Written exercise:
Render all of the data below as a two-column CSV with the header row text,answer. Give each text its own row with its answer, put both fields in double quotes, replace any line breaks with spaces, and leave out the pictures.

Records:
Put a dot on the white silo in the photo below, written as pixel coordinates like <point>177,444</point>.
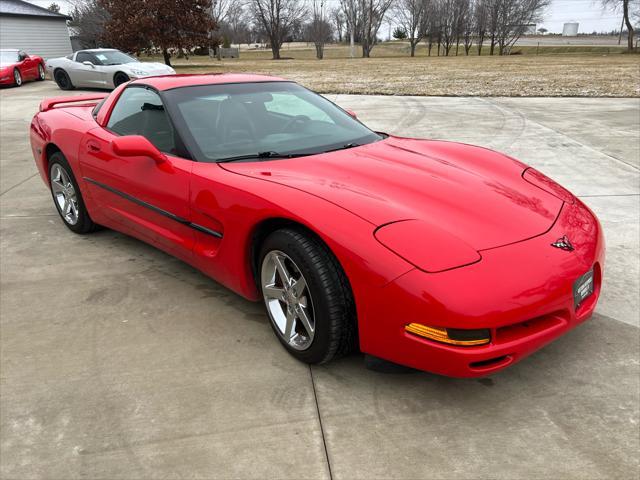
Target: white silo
<point>570,29</point>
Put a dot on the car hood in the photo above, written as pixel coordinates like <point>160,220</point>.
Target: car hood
<point>149,68</point>
<point>474,194</point>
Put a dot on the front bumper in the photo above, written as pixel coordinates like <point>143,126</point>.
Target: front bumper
<point>522,292</point>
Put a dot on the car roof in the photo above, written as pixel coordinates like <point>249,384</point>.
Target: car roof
<point>168,82</point>
<point>98,50</point>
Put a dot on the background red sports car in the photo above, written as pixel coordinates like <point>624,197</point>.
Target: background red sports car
<point>17,66</point>
<point>441,256</point>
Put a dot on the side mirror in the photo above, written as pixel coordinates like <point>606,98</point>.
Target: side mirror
<point>137,146</point>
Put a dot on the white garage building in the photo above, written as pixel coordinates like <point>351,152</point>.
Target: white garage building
<point>33,29</point>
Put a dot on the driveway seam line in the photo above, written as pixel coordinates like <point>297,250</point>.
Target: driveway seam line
<point>324,441</point>
<point>517,111</point>
<point>18,184</point>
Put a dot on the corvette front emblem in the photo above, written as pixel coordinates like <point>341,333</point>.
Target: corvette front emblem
<point>563,244</point>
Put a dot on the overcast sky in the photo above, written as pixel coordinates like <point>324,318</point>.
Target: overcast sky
<point>588,13</point>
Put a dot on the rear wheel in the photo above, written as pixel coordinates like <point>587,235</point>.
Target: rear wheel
<point>307,297</point>
<point>120,78</point>
<point>67,197</point>
<point>62,79</point>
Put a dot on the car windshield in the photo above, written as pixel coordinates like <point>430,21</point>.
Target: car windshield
<point>113,57</point>
<point>7,57</point>
<point>249,121</point>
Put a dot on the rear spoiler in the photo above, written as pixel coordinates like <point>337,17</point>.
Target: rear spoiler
<point>78,100</point>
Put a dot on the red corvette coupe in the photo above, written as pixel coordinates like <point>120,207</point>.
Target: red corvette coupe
<point>440,256</point>
<point>17,66</point>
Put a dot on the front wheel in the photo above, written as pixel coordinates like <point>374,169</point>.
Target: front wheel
<point>67,197</point>
<point>62,79</point>
<point>307,296</point>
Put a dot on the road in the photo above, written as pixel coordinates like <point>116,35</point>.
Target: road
<point>118,361</point>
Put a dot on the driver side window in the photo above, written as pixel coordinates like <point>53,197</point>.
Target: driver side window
<point>140,111</point>
<point>85,57</point>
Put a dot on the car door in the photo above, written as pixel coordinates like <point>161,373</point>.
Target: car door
<point>28,68</point>
<point>89,74</point>
<point>150,199</point>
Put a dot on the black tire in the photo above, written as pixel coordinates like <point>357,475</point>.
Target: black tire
<point>41,73</point>
<point>120,78</point>
<point>62,79</point>
<point>333,304</point>
<point>84,223</point>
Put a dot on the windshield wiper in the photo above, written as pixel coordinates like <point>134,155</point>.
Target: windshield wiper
<point>262,156</point>
<point>344,147</point>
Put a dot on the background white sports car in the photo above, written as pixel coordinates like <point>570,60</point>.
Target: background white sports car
<point>101,68</point>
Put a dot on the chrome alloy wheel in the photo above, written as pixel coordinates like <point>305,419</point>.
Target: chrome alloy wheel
<point>64,194</point>
<point>288,300</point>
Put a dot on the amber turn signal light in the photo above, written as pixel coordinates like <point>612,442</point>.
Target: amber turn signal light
<point>451,336</point>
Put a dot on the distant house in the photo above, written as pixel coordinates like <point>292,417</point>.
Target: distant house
<point>33,29</point>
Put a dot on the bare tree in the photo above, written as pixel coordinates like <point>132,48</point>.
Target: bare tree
<point>235,25</point>
<point>337,17</point>
<point>411,16</point>
<point>373,12</point>
<point>460,19</point>
<point>319,29</point>
<point>447,24</point>
<point>630,8</point>
<point>514,17</point>
<point>277,18</point>
<point>353,19</point>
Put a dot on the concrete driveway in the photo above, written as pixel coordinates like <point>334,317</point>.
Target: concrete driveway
<point>118,361</point>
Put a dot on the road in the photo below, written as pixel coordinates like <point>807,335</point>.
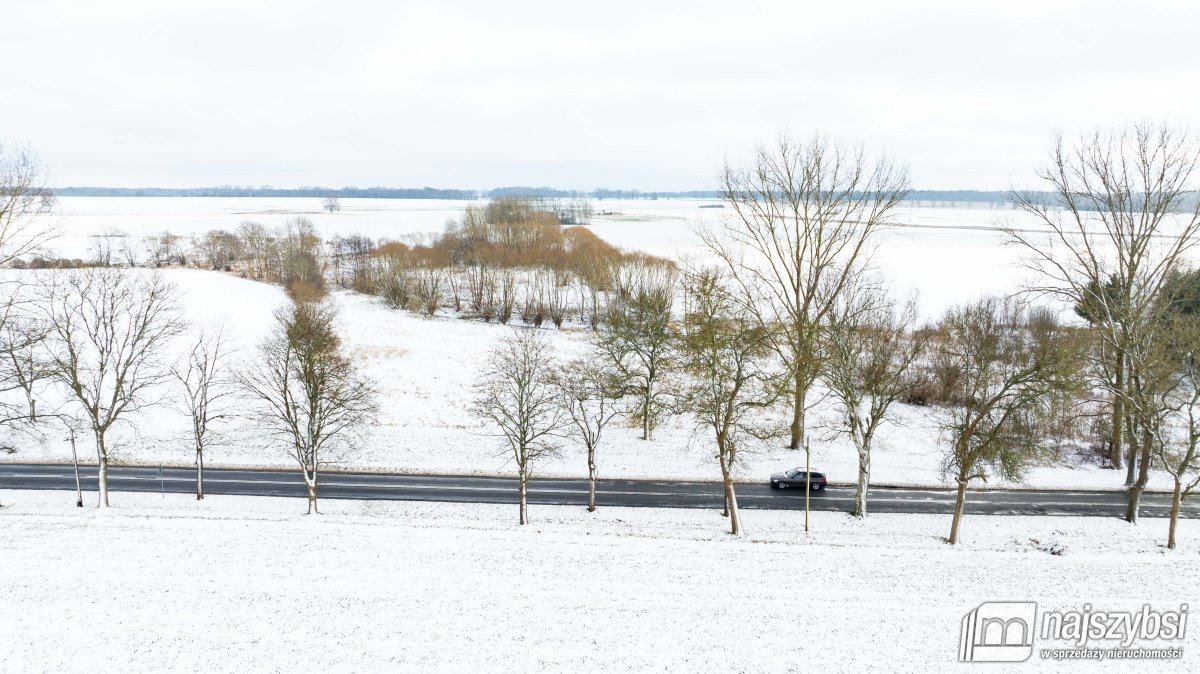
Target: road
<point>639,493</point>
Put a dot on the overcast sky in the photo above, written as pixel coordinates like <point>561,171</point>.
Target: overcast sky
<point>615,94</point>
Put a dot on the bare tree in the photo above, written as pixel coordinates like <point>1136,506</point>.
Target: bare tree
<point>639,338</point>
<point>804,217</point>
<point>726,356</point>
<point>22,363</point>
<point>516,392</point>
<point>107,331</point>
<point>1008,363</point>
<point>207,393</point>
<point>163,248</point>
<point>591,395</point>
<point>870,361</point>
<point>1116,223</point>
<point>311,396</point>
<point>24,203</point>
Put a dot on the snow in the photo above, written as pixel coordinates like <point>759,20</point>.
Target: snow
<point>949,254</point>
<point>240,583</point>
<point>425,369</point>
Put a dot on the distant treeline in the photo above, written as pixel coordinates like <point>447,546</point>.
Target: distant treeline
<point>267,191</point>
<point>438,193</point>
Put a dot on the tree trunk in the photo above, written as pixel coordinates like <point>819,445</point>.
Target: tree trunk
<point>75,459</point>
<point>647,403</point>
<point>521,495</point>
<point>735,518</point>
<point>199,475</point>
<point>1175,512</point>
<point>958,511</point>
<point>798,397</point>
<point>1131,449</point>
<point>102,470</point>
<point>1115,453</point>
<point>592,480</point>
<point>1143,477</point>
<point>310,480</point>
<point>864,481</point>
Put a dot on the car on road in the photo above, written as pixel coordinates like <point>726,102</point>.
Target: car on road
<point>797,477</point>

Solution for this exercise:
text,answer
"Put a dot on the white silo in the photo below, written as pixel coordinates like <point>177,444</point>. Target: white silo","<point>570,29</point>"
"Put a dot on the car hood in the photo above, written as pixel coordinates like <point>160,220</point>. Target: car hood","<point>149,68</point> <point>474,194</point>"
"Put a dot on the front bumper in the photo above, written as pixel coordinates like <point>143,126</point>. Target: front bumper","<point>522,292</point>"
"Put a dot on the car roof in the photo above, written as pixel coordinates like <point>249,384</point>. Target: car roof","<point>168,82</point> <point>98,50</point>"
"Put a dot on the background red sports car in the photo above, written as pixel coordinates like <point>624,197</point>. Target: background red sports car","<point>17,66</point> <point>441,256</point>"
"Put a dot on the side mirror in the photo above, written as pixel coordinates like <point>606,98</point>. Target: side mirror","<point>137,146</point>"
"Put a dot on the white garage building in the photo above, written as pixel coordinates like <point>351,152</point>. Target: white garage building","<point>33,29</point>"
"Put a dot on the driveway seam line in the photo above, written as pixel coordinates like <point>297,250</point>. Target: driveway seam line","<point>324,441</point> <point>517,111</point> <point>18,184</point>"
"Put a dot on the corvette front emblem in the photo above, written as pixel coordinates like <point>341,333</point>. Target: corvette front emblem","<point>563,244</point>"
"Put a dot on the overcast sky in the photo above, written as pixel coordinates like <point>324,318</point>. Target: overcast sky","<point>588,13</point>"
"Put a dot on the rear wheel in the photo above, written as pixel coordinates like <point>587,235</point>. Target: rear wheel","<point>307,297</point> <point>120,78</point> <point>67,197</point> <point>62,79</point>"
"Put a dot on the car windshield in the photo above, written as pixel coordinates like <point>430,21</point>. Target: car windshield","<point>113,57</point> <point>7,57</point> <point>249,121</point>"
"Put a dot on the rear spoiler in the photo above, written as pixel coordinates like <point>337,17</point>. Target: rear spoiler","<point>78,100</point>"
"Put a dot on the red corvette coupe in the photo above, written as pixel coordinates like <point>120,207</point>. Target: red corvette coupe","<point>440,256</point> <point>17,66</point>"
"Put a dot on the front wheel in the photo above, written as pixel coordinates like <point>374,169</point>. Target: front wheel","<point>67,197</point> <point>62,79</point> <point>307,296</point>"
"Put a dot on the road in the photo above, written as pixel coordinates like <point>116,35</point>. Target: road","<point>118,361</point>"
"Put a dot on the driver side window in the photo above, written as pixel coordinates like <point>53,197</point>. Target: driver side window","<point>140,111</point> <point>85,57</point>"
"Put a dot on the car door in the photo above, written as pixel coordinates like <point>161,373</point>. Target: car door","<point>28,68</point> <point>89,74</point> <point>150,199</point>"
"Put a dot on the black tire in the photo above, written as pixel coordinates like <point>357,475</point>. Target: black tire","<point>41,73</point> <point>120,78</point> <point>62,79</point> <point>333,304</point> <point>84,223</point>"
"Put a dot on the windshield wiper in the photo above, written as pixel coordinates like <point>134,155</point>. Target: windshield wiper","<point>262,156</point> <point>344,147</point>"
"Put a dot on the background white sports car in the photo above, written as pixel coordinates like <point>570,60</point>. Target: background white sports car","<point>101,68</point>"
"Put a dot on the chrome alloy wheel in the photo above, written as pixel coordinates like <point>305,419</point>. Target: chrome alloy wheel","<point>64,194</point> <point>288,300</point>"
"Put a dot on the amber turn signal light in the photo above, written as pixel coordinates like <point>612,442</point>. Target: amber turn signal light","<point>451,336</point>"
"Put a dot on the distant house in the photo above, written as pixel coordinates like <point>292,417</point>. Target: distant house","<point>33,29</point>"
"Put a dot on the bare tree in the photo above, written as pixel coordinates like <point>132,48</point>. Target: bare tree","<point>235,25</point> <point>337,17</point> <point>411,16</point> <point>373,12</point> <point>460,19</point> <point>319,29</point> <point>447,24</point> <point>630,8</point> <point>514,17</point> <point>277,18</point> <point>353,19</point>"
"Put a dot on the concrete driveway in the photo above, written as pixel coordinates like <point>334,317</point>. Target: concrete driveway","<point>118,361</point>"
"Put a dot on the road in the photo below, written as pixel coordinates like <point>807,335</point>. Target: road","<point>639,493</point>"
"Put a dot on the overcast sky in the photo above, written as pixel coordinates like <point>561,171</point>. Target: overcast sky","<point>615,94</point>"
"Put a dot on the bare tree in the photo above, written as pixel coordinates like <point>1136,506</point>. Target: bare tree","<point>639,338</point> <point>804,217</point> <point>726,356</point> <point>22,363</point> <point>516,392</point> <point>107,331</point> <point>1008,363</point> <point>207,393</point> <point>163,248</point> <point>591,395</point> <point>870,361</point> <point>1116,223</point> <point>311,396</point> <point>24,203</point>"
"Put a dot on the snow in the photo above, written as pixel coordinates like <point>759,20</point>. Target: snow","<point>949,254</point> <point>240,583</point> <point>425,369</point>"
"Put a dot on the distant treeline in the photo above, written as pixel coordinates like <point>447,546</point>. Target: distant treeline","<point>267,191</point> <point>438,193</point>"
"Put a dot on the tree trunk in the photo above, written as pixel coordinates like <point>819,445</point>. Target: tree trunk","<point>75,459</point> <point>647,403</point> <point>521,495</point> <point>735,518</point> <point>199,475</point> <point>1175,512</point> <point>958,511</point> <point>798,397</point> <point>1131,449</point> <point>102,470</point> <point>1115,453</point> <point>592,480</point> <point>1143,477</point> <point>310,480</point> <point>864,481</point>"
"Put a dot on the car on road in the photo above, written as pixel coordinates like <point>726,102</point>. Target: car on road","<point>797,477</point>"